▶ **SHORT EXERCISE**:
Starting with the line that contains "Mark the sack" and going on through the end of the data below, write each line out again. Scale every pixel coordinate in the answers by 0.2 and round it to a whole number, with halves rounded up, leaving all other text unchanged.

▶ **DATA**:
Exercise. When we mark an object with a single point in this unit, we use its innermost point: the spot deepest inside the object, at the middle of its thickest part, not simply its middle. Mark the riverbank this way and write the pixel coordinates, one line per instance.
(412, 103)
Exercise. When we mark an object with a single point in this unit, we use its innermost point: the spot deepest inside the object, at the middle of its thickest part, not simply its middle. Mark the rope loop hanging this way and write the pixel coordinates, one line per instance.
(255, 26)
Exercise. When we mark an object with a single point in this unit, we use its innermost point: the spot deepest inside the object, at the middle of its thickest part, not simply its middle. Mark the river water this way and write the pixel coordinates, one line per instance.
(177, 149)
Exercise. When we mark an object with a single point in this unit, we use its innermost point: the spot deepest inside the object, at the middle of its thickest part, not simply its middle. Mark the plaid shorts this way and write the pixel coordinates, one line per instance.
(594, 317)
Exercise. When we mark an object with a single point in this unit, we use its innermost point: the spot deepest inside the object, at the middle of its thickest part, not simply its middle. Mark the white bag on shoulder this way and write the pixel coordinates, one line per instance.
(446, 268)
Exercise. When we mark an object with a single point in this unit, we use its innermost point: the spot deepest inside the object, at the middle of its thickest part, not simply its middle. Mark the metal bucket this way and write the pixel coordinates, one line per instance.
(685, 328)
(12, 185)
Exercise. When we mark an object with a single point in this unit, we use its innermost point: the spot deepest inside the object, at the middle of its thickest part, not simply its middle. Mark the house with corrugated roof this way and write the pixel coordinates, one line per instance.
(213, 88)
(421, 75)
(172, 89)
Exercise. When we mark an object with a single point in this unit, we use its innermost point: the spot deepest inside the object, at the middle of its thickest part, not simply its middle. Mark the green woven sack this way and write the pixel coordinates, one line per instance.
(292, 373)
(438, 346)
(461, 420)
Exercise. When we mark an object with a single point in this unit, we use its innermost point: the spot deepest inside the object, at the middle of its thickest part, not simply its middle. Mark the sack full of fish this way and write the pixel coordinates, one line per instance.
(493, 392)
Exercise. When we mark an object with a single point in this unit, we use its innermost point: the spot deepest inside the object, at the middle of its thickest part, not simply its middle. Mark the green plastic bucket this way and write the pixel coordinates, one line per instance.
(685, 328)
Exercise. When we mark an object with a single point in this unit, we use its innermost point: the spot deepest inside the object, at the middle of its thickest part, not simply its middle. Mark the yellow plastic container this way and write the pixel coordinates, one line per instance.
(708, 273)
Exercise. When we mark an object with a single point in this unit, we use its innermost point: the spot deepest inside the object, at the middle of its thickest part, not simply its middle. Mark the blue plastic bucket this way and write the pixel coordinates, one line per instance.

▶ **CORRECT RESULT**:
Exercise. When we mark an object with a single point in this unit, we use its innermost point: the spot deepest inside the object, at the middle of its thickest part, not simply its middle. Mark the sack full of fish this way and write the pixel coordinates, one line per instance.
(99, 78)
Exercise. When we mark an object with a single point in this unit, we use its innermost point: the spot deepest inside the object, at the middle of its thickest part, not simply its middle. Mark the green plastic bucket this way and write the pixel coordinates, one line per instance.
(137, 66)
Exercise. When we mark an object with a single point in this unit, we use its innermost point: the spot deepest inside the object, at the middle of its thickest part, not simply its middle. Mark the yellow plastic container this way and write the pixel coordinates, one line per instance.
(142, 55)
Exercise. When we mark an object with a single point in this unit, we use its innermost point: the spot deepest inside the object, at the middle of its thickest part, not simply its middle. Mark the blue plastic bucket this way and write the pixel coordinates, one line per instance.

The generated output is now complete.